Zaidi presents Nasr's idea of resacralisation of knowledge as the polar opposite of Weber's Entzauberungprozess. He quotes Nasr as saying that "Certainly my goal is to move in the opposite direction than what Max Weber called the Entzauberungprozess". Nasr's appeal to intuition as the foundation of knowledge stems from his belief that intuitive or sapiential knowledge fosters an intimate relationship between the knower, the act of knowing, and the object to be known. Nasr therefore broadens the idea of tawhid from its narrow orthodox view of God's unity to the Unity of Being. The concept of tawhid here has implications on both the ontological and epistemological levels, since it eliminates the subject-object duality that lies at the heart of the post-Enlightenment paradigm of thought. According to Nasr, rationality without intuition along with the idea of the knowing subject separated from the known object cause us to become preoccupied with the particular, relative, and ephemeral or the Universal, Absolute, and Eternal, without really being able to correlate the two. According to Nasr, the process of knowledge reconstruction must call into question not just the ontological status of physical reality, but also the epistemological validity of the knowledge that purports to explain that reality. Nasr's reconstruction thus seeks to utilise metaphysics as a "necessary reversal" of modernity's rationalization process.

===Revival of Tradition===

According Jane I. Smith, Nasr seeks to restore the sacred quality of knowledge by reversing the process by which "secularized reason has been brought to bear on sacred traditions." For Nasr, the resuscitation of Tradition is vital to resacralizing knowledge, because "a de-traditionalized world cannot manifest the sacred", nor can modern science, or the modern world in general, transcend its inherent flaws, and because "The
rediscovery of the sacred is ultimately and inextricably related to the revival of tradition". For Nasr and other traditionalists, Tradition centers on the Divine or the Sacred. It specifically refers to the "transmission of sapiential knowledge found in the spiritual, esoteric, or Gnostic traditions in each of the World Religions, a knowledge that recognizes the sacred and divine origin of the cosmos".

In response to the crisis of modernity, which, according to the Traditionalist view, is caused by modern science and its secular worldview, Nasr suggests that a return to tradition is the only way to bring about the rediscovery of Sacred knowledge, which has been obscured by secular science. In this sense, tradition lies at the heart of every revelation and is the center of the circle, which encompasses and defines tradition.
— Seyedamirhossein Asghari, Sufism and Challenges of Modern and Secular Philosophy: Nasr's Perspective, 2021
 The Dictionary of Literary Biography also describes Nasr's response to the issue of desacralization of knowledge as a return to tradition, which entails "truths or principles of a divine origin revealed or unveiled to mankind and, in fact, a whole cosmic sector through various figures envisaged as messengers, prophets, avataras, the Logos or other transmitting agencies" as well as their implications in various domains of human life and thought. Ernest Wolf-Gazo asserts that "In Nasr's universe of discourse the concepts of revelation, unity, origin, source, tradition, perennial wisdom, sophia, and intellectual intuition of God are interrelated like a cobweb." He views the recovery or rediscovery of man's intellect, which is "the fundamental insight of humankind," as the ultimate goal of "the reenchantment project." This intellect is "the instrument of knowledge within man" and "is endowed with the possibility of knowing the Absolute." According to Gai Eaton, instead of theoretic knowledge, Nasr places his emphasis on "realized" knowledge. For Nasr, "The unknown is not out there, beyond the present boundary of knowledge, but at the Center of man's being here and now where it has always been". The only reason humans are unaware of it is because they have forgotten that it exists. Nasr compares such knowledge with a sun that keeps shining despite the fact that humans can no longer see its light due to their blindness. This knowledge can only be attained through "the acquisition of spiritual virtues, which is the manner in which man participates in that truth which is itself suprahuman". Such realized knowledge is never divorced or disconnected from revelation, religion, tradition and orthodoxy.

◆ **Goal 1**
Answer these questions from the passage on Nasr:
(a) What process does Nasr say he wants to move in the opposite direction from?
(b) According to Gai Eaton, what kind of knowledge does Nasr emphasize instead of theoretic knowledge?
(c) To what does Nasr compare knowledge that humans can no longer perceive?
The passage on Nasr and the entries after it are separate, unrelated material.

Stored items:

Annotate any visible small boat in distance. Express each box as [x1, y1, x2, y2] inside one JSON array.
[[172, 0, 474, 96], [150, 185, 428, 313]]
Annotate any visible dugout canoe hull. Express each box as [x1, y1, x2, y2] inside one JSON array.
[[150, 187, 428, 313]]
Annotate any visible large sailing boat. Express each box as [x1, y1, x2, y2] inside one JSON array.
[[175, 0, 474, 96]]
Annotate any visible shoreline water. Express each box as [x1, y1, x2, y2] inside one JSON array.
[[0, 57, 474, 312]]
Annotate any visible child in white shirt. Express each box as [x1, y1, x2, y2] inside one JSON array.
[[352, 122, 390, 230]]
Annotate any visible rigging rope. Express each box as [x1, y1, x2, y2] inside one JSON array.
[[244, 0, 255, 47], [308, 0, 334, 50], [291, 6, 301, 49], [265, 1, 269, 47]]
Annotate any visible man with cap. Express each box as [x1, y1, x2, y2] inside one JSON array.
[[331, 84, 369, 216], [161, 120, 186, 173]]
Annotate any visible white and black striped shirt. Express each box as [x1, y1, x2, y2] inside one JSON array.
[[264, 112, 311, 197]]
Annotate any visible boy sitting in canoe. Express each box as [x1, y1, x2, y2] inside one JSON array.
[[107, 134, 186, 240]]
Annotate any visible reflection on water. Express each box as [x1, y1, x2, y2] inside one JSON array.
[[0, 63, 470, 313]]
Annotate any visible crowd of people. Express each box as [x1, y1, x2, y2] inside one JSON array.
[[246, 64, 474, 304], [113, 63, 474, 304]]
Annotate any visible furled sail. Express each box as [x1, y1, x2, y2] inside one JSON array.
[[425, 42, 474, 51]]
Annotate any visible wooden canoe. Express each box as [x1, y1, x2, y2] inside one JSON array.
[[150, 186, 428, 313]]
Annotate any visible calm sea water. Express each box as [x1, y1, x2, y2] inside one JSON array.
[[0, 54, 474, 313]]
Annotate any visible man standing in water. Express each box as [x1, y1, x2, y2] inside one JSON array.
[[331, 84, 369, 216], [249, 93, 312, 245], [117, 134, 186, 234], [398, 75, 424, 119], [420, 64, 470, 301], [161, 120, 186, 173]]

◆ **Goal 2**
Rescale the entries, starting with the first line of the entries and going on through the line containing "[[264, 112, 311, 197]]". Write those lines out again, requests included, with every bounding-box coordinate in the answers multiplied by 1.4 and rounded to a whole number, halves rounded up.

◆ **Solution 1**
(a) What Max Weber called the Entzauberungprozess.
(b) "Realized" knowledge.
(c) A sun that keeps shining even though humans can no longer see its light because of their blindness.

◆ **Solution 2**
Annotate any visible small boat in distance. Express each box as [x1, y1, x2, y2] inside one JSON array.
[[241, 0, 664, 134], [210, 259, 599, 438]]
Annotate any visible dugout canoe hull. Express each box as [x1, y1, x2, y2] inside one JSON array.
[[210, 262, 599, 438]]
Annotate any visible large sailing boat. Express each box as [x1, y1, x2, y2] inside one JSON array.
[[245, 0, 664, 134]]
Annotate any visible shoreline water. Express each box as [x1, y1, x2, y2] inside one JSON array.
[[0, 80, 664, 437]]
Annotate any visible child in white shirt. Express each box as [x1, y1, x2, y2] inside one JSON array.
[[493, 171, 546, 322]]
Annotate any visible rigging rope. Express each box as [x1, y1, x2, y2] inside one JSON array.
[[342, 0, 357, 66], [431, 0, 468, 70], [407, 8, 421, 69], [371, 1, 377, 66]]
Annotate any visible man with cap. Express each box as [x1, y1, x2, y2] inside one JSON array.
[[463, 118, 517, 302], [225, 168, 260, 242]]
Annotate any visible white and black striped shirt. Express each box as [x1, y1, x2, y2] inside one JSON array.
[[370, 157, 435, 276]]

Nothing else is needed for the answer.